── Provided information

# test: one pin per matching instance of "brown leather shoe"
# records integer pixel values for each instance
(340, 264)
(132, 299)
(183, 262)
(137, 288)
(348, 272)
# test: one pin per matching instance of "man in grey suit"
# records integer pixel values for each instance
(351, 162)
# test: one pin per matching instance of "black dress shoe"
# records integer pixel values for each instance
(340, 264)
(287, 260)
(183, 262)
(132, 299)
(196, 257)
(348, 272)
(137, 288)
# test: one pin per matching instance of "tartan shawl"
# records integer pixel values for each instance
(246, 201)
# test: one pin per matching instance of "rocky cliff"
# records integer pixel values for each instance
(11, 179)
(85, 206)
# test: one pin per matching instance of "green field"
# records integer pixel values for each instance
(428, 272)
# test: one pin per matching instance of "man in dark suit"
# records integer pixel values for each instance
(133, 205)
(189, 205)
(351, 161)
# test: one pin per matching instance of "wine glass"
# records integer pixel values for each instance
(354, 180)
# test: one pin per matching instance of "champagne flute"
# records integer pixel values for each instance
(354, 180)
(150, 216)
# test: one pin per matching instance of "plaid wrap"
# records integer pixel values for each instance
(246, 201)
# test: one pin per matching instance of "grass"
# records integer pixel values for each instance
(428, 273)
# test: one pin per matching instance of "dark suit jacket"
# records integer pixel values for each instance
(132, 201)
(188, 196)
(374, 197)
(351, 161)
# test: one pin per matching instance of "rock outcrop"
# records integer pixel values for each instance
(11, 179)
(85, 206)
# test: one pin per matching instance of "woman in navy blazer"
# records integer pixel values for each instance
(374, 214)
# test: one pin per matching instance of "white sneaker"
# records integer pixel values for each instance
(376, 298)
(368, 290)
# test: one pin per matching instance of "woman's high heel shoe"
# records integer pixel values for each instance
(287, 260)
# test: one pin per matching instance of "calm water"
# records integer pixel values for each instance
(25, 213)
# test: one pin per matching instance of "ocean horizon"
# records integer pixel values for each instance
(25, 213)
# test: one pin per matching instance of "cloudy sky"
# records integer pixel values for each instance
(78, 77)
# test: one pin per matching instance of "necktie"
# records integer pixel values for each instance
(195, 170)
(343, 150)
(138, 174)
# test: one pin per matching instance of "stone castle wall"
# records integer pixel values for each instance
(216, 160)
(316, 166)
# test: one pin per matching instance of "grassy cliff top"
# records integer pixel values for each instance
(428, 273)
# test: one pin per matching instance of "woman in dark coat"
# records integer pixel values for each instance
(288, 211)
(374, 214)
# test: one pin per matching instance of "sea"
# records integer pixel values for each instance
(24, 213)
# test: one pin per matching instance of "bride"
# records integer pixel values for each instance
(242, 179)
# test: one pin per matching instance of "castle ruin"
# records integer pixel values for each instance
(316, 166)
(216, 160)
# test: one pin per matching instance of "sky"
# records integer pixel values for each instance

────

> Requirement: Restate the listing in full, word for word.

> Right answer:
# test: one pin per matching instance of "brown leather shoe"
# records integer pixel values for each instance
(340, 264)
(132, 299)
(183, 262)
(137, 288)
(348, 272)
# test: one pin per matching instance of "man in grey suit"
# records integer pixel values for each instance
(351, 162)
# test: one pin per matching instance of "black dress shoe"
# records integer pixel values for each instance
(340, 264)
(287, 260)
(183, 262)
(132, 299)
(196, 257)
(348, 272)
(137, 288)
# test: one pin per matching instance of "tartan shawl"
# records integer pixel values for each instance
(246, 201)
# test: one pin per matching instance of "rocky cliff"
# records integer pixel values for each instance
(11, 179)
(85, 206)
# test: one pin per matching instance of "green field"
# records integer pixel values for each instance
(428, 272)
# test: one pin per matching instance of "man in dark suit"
# records integer pixel values for each instance
(133, 205)
(189, 205)
(351, 161)
# test: one pin per matching instance of "wine glass"
# records integer pixel values for each instance
(354, 180)
# test: one pin per matching instance of "champagne flute"
# records integer pixel values for each instance
(354, 180)
(150, 216)
# test: one pin per matching instance of "plaid wrap"
# records integer pixel values for each instance
(246, 201)
# test: one pin per matching instance of "grass"
# records integer pixel values for each instance
(428, 273)
# test: one pin per matching instance of "dark suit jacket"
# records integer pixel values for each instance
(132, 201)
(188, 196)
(374, 197)
(351, 161)
# test: one pin per matching instance of "rock outcrop"
# records integer pixel values for each instance
(11, 179)
(85, 206)
# test: one pin per matching instance of "woman in navy blazer"
# records integer pixel values for each instance
(374, 214)
# test: one pin per matching instance of "white sneaker"
# records integer pixel values for each instance
(376, 298)
(368, 290)
# test: one pin per matching instance of "woman's high heel shoe"
# records integer pixel values for each instance
(287, 260)
# test: one pin per matching instance of "calm water"
# records integer pixel values for each instance
(25, 213)
# test: one pin per matching instance of "ocean horizon"
# records integer pixel values for each instance
(25, 213)
# test: one pin per matching instance of "cloudy sky"
# records integer pixel values for each instance
(78, 77)
# test: one pin per matching instance of "necktie"
# records integer pixel values for each instance
(195, 170)
(343, 150)
(138, 174)
# test: one pin per matching instance of "stone castle wall"
# records integer pixel values for each instance
(216, 160)
(316, 166)
# test: one pin per matching instance of "grassy cliff top"
# records integer pixel values for each instance
(428, 273)
# test: one pin per matching instance of "woman in dark coat"
# records integer pixel values for each instance
(288, 211)
(374, 214)
# test: one pin per matching instance of "sea"
# records integer pixel values for each instance
(24, 213)
# test: one pin per matching instance of "bride"
# records integer pixel values for each instance
(242, 179)
# test: one pin per matching instance of "castle ruin"
# records integer pixel values for each instance
(316, 166)
(216, 160)
# test: one pin per matching instance of "sky"
# records integer pixel values for each instance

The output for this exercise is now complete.